▸ SOURCE TEXT
--------------------------------

Reputation: 149
I have this dataframe containing rows of strings and IDs. I call this history.
history
ID string
1.1 a b b b c c s d s ....
1.2 a b b b b c s s d ....
2.1 a c c s s d b d b ....
2.2 a c s c s d b d b ....
3.1 a z z x d b d d f ....
3.2 a z x z d d f b d ....
...
The strings in each row are quite long. IDs belonging to the same number like 1.1 and 1.2 have similar strings with minor differences. 1.1 and 2.2 though will have larger differences between them. There are around 70 rows in the original data.
test
string
a c c c s s d b d b....
My goal is that if i have another dataframe containing a string that isnt present in "history" I would like to find what ID in "history" it matches best to. I know there are plenty of text matching methods that can do this. My issue comes from the fact that I cannot match the whole string in "test" against "history".
The whole point of this is to see if i can figure out which ID the string in "test" belongs to without having to match the whole string. One idea i've thought of is to filter out history as we make more matches in test.
My expected output: Here I am assuming the match starts with the first character of the string in "test "against first characters of the strings in "history". And we go character by character. Both these assumptions are not fixed. Also the lengths of the strings in "history" and "test" can be different.
The first character "a" from "test" is a match to all in "history". So no filteration happens in this case.
test
string
a
result:
history
ID string
1.1 a b b b c c s d s ....
1.2 a b b b b c s s d ....
2.1 a c c s s d b d b ....
2.2 a c s c s d b d b ....
3.1 a z z x d b d d f ....
3.2 a z x z d d f b d ....
...
The second character is "c". Here to make sure we are not matching a random "c" from somewhere in "history" I think establishing a rule will be helpful. Something like a match occurs if "a" then "c".
test
string
a c
result:
history
ID string
2.1 a c c s s d b d b ....
2.2 a c s c s d b d b ....
This has already narrowed down the match to history ID 2.1 and 2.2. Frankly we can even stop here as I said before the differences between those two are minute. SO in conclusion as soon as history has been filtered down to just one ID it should output which ID had the best match to the "test" string.

--------------------------------

▸ SET EXERCISE 1
Translate this sentence from the string-matching post into French: "The strings in each row are quite long."
▸ SET EXERCISE 2
According to the string-matching post, approximately how many rows does the original data contain?
▸ SET EXERCISE 3
Extend the string-matching post from its final sentence onward.
The lines that follow were taken from a different source.

▸ SUPPLIED INFORMATION
--------------------------------

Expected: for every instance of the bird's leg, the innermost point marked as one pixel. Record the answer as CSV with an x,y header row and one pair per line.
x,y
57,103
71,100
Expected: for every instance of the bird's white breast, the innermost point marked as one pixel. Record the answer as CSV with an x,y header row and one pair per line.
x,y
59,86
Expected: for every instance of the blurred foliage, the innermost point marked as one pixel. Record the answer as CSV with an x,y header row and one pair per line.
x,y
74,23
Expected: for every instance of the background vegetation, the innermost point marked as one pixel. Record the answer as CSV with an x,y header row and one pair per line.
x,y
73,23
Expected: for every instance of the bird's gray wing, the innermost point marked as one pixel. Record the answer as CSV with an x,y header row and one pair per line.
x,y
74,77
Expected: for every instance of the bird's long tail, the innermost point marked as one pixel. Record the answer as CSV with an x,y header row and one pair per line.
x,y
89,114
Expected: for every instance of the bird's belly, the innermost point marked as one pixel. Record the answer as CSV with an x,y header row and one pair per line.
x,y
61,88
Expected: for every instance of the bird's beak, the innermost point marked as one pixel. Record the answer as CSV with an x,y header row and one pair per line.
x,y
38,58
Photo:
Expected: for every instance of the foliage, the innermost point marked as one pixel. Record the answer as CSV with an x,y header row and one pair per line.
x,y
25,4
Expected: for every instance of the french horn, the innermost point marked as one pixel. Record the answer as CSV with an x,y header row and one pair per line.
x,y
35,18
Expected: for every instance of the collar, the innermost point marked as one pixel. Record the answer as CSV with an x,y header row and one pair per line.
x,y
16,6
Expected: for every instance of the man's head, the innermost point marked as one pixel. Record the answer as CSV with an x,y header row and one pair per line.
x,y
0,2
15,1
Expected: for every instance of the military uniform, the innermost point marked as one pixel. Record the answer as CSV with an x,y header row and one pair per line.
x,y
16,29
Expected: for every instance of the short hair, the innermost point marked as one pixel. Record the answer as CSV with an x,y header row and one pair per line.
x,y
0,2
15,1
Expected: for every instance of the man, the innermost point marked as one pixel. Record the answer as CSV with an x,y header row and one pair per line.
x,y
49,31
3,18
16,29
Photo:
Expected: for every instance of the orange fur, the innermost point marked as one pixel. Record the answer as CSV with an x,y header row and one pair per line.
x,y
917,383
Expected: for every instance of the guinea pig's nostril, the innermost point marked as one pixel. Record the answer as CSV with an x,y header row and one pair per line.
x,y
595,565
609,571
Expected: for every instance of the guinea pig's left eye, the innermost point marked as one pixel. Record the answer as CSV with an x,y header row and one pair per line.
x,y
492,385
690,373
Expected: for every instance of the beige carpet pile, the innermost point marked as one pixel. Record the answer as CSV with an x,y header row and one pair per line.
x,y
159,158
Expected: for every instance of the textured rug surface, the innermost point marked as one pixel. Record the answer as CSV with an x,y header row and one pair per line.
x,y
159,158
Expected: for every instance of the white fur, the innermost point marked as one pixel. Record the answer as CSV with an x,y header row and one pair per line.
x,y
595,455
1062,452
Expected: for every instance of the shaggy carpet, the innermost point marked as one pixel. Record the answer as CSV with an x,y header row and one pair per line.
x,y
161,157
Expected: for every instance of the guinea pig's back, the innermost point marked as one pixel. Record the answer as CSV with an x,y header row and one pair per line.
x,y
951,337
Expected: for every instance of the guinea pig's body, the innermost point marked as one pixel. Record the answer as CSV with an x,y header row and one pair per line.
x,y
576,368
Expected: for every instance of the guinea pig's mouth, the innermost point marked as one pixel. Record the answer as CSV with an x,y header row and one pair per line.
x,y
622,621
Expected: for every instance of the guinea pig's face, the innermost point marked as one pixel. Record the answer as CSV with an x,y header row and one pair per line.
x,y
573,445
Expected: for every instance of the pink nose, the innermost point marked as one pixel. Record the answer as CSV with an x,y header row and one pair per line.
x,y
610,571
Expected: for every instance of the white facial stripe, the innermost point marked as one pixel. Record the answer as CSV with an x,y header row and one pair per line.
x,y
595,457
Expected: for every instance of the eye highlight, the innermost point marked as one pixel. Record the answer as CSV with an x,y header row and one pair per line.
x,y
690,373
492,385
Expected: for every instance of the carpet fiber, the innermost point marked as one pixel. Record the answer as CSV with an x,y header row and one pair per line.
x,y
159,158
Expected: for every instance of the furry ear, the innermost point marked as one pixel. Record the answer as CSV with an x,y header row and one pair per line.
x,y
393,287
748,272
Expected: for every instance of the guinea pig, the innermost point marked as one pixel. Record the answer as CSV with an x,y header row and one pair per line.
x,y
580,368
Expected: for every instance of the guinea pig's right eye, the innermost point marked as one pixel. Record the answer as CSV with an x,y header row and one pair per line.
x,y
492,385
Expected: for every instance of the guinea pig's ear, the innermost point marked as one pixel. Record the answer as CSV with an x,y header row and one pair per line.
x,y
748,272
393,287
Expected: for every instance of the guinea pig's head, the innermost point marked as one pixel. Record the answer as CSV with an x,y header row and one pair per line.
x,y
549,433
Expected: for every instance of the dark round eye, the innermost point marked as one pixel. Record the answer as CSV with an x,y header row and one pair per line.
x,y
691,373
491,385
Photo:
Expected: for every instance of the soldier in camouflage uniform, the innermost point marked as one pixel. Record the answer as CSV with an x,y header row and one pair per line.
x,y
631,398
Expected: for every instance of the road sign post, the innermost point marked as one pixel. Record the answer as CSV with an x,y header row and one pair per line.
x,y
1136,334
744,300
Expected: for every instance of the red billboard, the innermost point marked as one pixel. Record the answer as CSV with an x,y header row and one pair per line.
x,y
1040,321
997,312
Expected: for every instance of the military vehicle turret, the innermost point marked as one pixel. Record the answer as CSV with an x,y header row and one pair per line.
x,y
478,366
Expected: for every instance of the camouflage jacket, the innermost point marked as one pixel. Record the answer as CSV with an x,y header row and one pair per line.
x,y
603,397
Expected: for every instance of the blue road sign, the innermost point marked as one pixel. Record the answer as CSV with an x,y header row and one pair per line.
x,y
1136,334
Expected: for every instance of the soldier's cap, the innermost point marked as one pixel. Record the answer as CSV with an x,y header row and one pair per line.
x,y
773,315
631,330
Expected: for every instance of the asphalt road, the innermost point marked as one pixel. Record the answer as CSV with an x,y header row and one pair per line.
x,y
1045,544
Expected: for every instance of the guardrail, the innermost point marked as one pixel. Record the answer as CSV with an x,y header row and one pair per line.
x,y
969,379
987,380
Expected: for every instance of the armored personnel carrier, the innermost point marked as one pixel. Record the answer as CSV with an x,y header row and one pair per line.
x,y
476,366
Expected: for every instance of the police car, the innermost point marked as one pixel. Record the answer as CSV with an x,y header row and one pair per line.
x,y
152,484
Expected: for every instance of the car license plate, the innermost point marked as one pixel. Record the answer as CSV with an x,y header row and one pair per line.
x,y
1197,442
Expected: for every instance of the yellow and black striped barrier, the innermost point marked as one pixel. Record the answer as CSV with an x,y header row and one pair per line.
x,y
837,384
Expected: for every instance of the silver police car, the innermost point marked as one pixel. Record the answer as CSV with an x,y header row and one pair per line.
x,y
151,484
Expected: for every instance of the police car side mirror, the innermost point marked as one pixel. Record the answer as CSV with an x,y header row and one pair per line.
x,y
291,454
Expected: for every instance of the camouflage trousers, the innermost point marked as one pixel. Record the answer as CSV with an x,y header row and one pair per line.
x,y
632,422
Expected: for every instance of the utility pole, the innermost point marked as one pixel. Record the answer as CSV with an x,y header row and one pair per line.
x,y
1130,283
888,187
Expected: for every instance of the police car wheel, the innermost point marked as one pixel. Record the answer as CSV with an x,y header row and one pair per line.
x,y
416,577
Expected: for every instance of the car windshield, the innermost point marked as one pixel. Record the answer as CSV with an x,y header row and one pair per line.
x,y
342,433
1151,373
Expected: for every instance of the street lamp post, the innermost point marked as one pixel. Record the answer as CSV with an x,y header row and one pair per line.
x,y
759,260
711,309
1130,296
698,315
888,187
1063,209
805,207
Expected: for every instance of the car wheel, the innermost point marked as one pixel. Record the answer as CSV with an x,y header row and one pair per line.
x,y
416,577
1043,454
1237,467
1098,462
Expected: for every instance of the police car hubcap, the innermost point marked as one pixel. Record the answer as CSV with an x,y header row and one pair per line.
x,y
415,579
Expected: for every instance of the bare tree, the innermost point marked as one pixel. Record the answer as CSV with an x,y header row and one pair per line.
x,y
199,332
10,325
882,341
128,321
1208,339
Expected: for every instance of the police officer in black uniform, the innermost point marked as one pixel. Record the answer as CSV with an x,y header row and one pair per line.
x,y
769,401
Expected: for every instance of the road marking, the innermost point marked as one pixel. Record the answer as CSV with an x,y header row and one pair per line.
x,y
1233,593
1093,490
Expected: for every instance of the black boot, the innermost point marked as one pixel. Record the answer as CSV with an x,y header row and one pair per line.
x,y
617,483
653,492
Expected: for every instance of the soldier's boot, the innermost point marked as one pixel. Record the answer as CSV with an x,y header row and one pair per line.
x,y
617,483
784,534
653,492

--------------------------------

▸ EXPECTED OUTPUT 1
Les chaînes de chaque ligne sont assez longues.

▸ EXPECTED OUTPUT 2
Around 70 rows.

▸ EXPECTED OUTPUT 3
Upvotes: 1
Views: 715
Reputation: 36
Building on top of the excellent example given above by AntoniosK:
You could apply some weighting factor for each column. So if column 1 is very important then multiply that with 10.000 and the second column only with 1.000. Then sum the values row-wise and find the highest sum to get the best fitting strings.
(Aka a b c d e f matches a b c x x x better than a b x d e f does)
library(tidyverse)
df = data.frame(ID = c(1.1,1.2,2.1,2.2,3.1,3.2),
string = c("a b b b c c s d s",
"a b b b b c s s d",
"a c c s s d b d b",
"a c s c s d b d b",
"a z z x d b d d f",
"a z x z d d f b d"),
stringsAsFactors = F)
# string to test
test <- "a c c c s s"
weights <- c(1000,100,10,10,10,10,10,10,10)
df_answer <- df %>%
separate_rows(string) %>%
group_by(ID) %>%
mutate(test = unlist(strsplit(test, split = " "))[row_number()]) %>%
mutate(scores = (string == test) * weights) %>%
summarise(scores = sum(scores, na.rm = TRUE)) %>%
filter(scores == max(scores))
# A tibble: 2 x 2
# ID scores
# <dbl> <dbl>
#1 2.1 1120
#2 2.2 1120
Upvotes: 0
Reputation: 16121
Here are two tidyverse
solutions that will return the ID
value(s) with the maximum number of matches with your test string and the number of matches:
df = data.frame(ID = c(1.1,1.2,2.1,2.2,3.1,3.2),
string = c("a b b b c c s d s",
"a b b b b c s s d",
"a c c s s d b d b",
"a c s c s d b d b",
"a z z x d b d d f",
"a z x z d d f b d"),
stringsAsFactors = F)
library(tidyverse)
# string to test
test = "a c c c s s"
Option 1 (considering matches at any position)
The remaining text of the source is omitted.